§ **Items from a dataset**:
=== Section Start ===

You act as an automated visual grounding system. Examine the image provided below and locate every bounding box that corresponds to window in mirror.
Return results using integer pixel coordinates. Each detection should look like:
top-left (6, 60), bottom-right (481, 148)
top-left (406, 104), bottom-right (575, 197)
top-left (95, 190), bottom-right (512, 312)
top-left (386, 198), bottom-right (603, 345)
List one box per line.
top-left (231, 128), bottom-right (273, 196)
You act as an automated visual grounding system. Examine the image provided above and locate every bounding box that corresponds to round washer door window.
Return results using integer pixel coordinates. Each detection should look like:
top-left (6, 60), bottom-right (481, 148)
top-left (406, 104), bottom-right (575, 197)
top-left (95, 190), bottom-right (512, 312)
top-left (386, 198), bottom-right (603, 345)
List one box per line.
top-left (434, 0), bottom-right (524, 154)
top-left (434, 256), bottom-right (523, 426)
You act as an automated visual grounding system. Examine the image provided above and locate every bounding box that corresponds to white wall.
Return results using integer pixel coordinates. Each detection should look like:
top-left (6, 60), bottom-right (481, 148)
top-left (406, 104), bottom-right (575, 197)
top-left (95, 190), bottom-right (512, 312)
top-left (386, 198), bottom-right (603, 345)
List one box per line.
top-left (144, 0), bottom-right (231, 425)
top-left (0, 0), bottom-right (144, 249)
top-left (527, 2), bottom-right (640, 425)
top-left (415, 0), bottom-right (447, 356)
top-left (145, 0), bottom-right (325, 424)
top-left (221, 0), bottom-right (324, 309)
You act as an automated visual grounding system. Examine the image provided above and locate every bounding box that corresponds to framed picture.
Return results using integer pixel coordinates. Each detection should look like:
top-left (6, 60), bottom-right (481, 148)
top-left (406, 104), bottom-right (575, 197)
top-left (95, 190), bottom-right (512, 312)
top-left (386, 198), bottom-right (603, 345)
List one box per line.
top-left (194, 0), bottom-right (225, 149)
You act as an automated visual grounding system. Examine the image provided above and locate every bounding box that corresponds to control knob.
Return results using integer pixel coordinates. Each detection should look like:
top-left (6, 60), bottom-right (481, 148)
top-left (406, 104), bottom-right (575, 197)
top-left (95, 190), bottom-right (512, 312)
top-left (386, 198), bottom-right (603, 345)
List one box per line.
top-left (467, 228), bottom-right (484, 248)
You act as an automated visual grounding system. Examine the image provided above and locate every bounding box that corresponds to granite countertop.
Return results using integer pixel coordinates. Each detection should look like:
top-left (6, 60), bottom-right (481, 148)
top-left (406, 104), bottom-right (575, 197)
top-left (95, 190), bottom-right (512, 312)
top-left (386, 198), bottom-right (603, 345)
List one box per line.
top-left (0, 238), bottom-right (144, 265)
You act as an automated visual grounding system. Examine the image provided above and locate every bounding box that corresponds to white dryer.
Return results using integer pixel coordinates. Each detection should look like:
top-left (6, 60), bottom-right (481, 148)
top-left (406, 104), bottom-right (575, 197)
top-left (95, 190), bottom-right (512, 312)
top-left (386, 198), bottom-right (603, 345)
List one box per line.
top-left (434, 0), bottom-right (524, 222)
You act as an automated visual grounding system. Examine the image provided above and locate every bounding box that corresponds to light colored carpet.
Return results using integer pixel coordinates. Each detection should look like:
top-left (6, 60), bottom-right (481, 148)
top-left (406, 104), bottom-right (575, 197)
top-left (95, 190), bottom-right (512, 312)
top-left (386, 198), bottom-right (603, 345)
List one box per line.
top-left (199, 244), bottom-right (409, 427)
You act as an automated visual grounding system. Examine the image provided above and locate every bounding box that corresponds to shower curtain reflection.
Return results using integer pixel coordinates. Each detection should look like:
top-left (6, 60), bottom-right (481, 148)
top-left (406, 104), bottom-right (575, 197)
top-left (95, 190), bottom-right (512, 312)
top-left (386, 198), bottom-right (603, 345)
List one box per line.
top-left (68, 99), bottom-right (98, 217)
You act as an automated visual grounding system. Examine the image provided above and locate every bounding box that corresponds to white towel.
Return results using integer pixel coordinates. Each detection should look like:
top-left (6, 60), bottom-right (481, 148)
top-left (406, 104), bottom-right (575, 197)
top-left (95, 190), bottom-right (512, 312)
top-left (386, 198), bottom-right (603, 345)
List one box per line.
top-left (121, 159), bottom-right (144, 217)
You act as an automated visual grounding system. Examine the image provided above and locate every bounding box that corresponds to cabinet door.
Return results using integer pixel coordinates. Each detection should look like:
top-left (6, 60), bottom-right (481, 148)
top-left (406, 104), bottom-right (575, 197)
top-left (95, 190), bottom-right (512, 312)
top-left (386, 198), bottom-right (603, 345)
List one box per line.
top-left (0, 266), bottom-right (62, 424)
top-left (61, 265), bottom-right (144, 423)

=== Section End ===

§ **Task requirements**:
Repeat the records above exactly as they appear.

§ **Your solution**:
You act as an automated visual grounding system. Examine the image provided below and locate every bounding box that corresponds to window in mirror.
Return results using integer pixel coordinates. Each detection should look like:
top-left (6, 60), bottom-right (481, 148)
top-left (406, 104), bottom-right (575, 197)
top-left (95, 190), bottom-right (512, 312)
top-left (386, 198), bottom-right (603, 345)
List one box per line.
top-left (231, 128), bottom-right (273, 196)
You act as an automated visual grounding system. Examine the image provided above and locate every bounding box that corresponds to round washer door window.
Return results using integer pixel coordinates. Each detection should look like:
top-left (6, 60), bottom-right (481, 148)
top-left (406, 104), bottom-right (575, 197)
top-left (95, 190), bottom-right (512, 312)
top-left (386, 198), bottom-right (603, 345)
List one box per line.
top-left (434, 0), bottom-right (524, 154)
top-left (434, 256), bottom-right (523, 426)
You act as an automated visual grounding system. Examine the image provided above and locate every bounding box that corresponds to white wall.
Return results using integer pixel coordinates. Each detection should look like:
top-left (6, 60), bottom-right (481, 148)
top-left (406, 104), bottom-right (575, 197)
top-left (95, 190), bottom-right (512, 312)
top-left (386, 198), bottom-right (603, 345)
List one box per line.
top-left (144, 0), bottom-right (231, 425)
top-left (0, 0), bottom-right (144, 249)
top-left (527, 2), bottom-right (640, 425)
top-left (415, 0), bottom-right (447, 356)
top-left (145, 0), bottom-right (325, 424)
top-left (221, 0), bottom-right (324, 309)
You act as an automated visual grounding system. Examine the image provided above and locate every bounding box that corresponds to framed picture.
Return results using integer pixel coordinates. Each detection should look like:
top-left (6, 60), bottom-right (481, 148)
top-left (406, 104), bottom-right (575, 197)
top-left (95, 190), bottom-right (512, 312)
top-left (386, 198), bottom-right (603, 345)
List one box per line.
top-left (194, 0), bottom-right (225, 149)
You act as an automated visual grounding system. Examine the image provided above and locate every bounding box that corresponds to control knob.
Return results using integer pixel coordinates. Each detection should look like:
top-left (6, 60), bottom-right (481, 148)
top-left (406, 104), bottom-right (575, 197)
top-left (95, 190), bottom-right (512, 312)
top-left (386, 198), bottom-right (603, 345)
List one box per line.
top-left (467, 228), bottom-right (484, 248)
You act as an automated visual grounding system. Examine the image provided above and locate every bounding box that corresponds to granite countertop.
Return results using integer pixel coordinates. Each detection should look like:
top-left (6, 60), bottom-right (481, 148)
top-left (406, 104), bottom-right (575, 197)
top-left (95, 190), bottom-right (512, 312)
top-left (386, 198), bottom-right (603, 345)
List one box per line.
top-left (0, 238), bottom-right (144, 265)
You act as an automated visual grounding system. Examine the image provided above and locate every bounding box that corresponds to white dryer.
Return results using integer pixel coordinates. Each detection should look like:
top-left (6, 60), bottom-right (481, 148)
top-left (406, 104), bottom-right (575, 197)
top-left (95, 190), bottom-right (512, 312)
top-left (386, 198), bottom-right (603, 345)
List one box per line.
top-left (434, 0), bottom-right (524, 222)
You act as an automated visual grounding system. Examine the image provided above and locate every bounding box that corresponds to light colored carpet.
Return results using integer pixel coordinates. Each detection should look like:
top-left (6, 60), bottom-right (481, 148)
top-left (406, 104), bottom-right (575, 197)
top-left (95, 190), bottom-right (512, 312)
top-left (386, 198), bottom-right (603, 345)
List one box per line.
top-left (199, 244), bottom-right (409, 427)
You act as an automated visual grounding system. Examine the image provided above and locate every bounding box that corresponds to shower curtain reflection.
Return results using integer pixel coordinates. Each detection should look like:
top-left (6, 60), bottom-right (481, 148)
top-left (406, 104), bottom-right (575, 197)
top-left (95, 190), bottom-right (512, 312)
top-left (386, 198), bottom-right (603, 345)
List one box per line.
top-left (68, 99), bottom-right (98, 217)
You act as an automated visual grounding system. Examine the image provided above and locate every bounding box that corresponds to white towel.
Return results using integer pixel coordinates. Each detection should look like:
top-left (6, 60), bottom-right (481, 148)
top-left (406, 104), bottom-right (575, 197)
top-left (95, 190), bottom-right (512, 312)
top-left (386, 198), bottom-right (603, 345)
List one box per line.
top-left (121, 159), bottom-right (144, 217)
You act as an automated visual grounding system. Examine the image provided above and locate every bounding box that corresponds to cabinet door.
Return results using integer pixel coordinates. Each detection should look like:
top-left (6, 60), bottom-right (481, 148)
top-left (406, 104), bottom-right (575, 197)
top-left (95, 190), bottom-right (512, 312)
top-left (386, 198), bottom-right (603, 345)
List one box per line.
top-left (0, 266), bottom-right (62, 424)
top-left (61, 265), bottom-right (144, 423)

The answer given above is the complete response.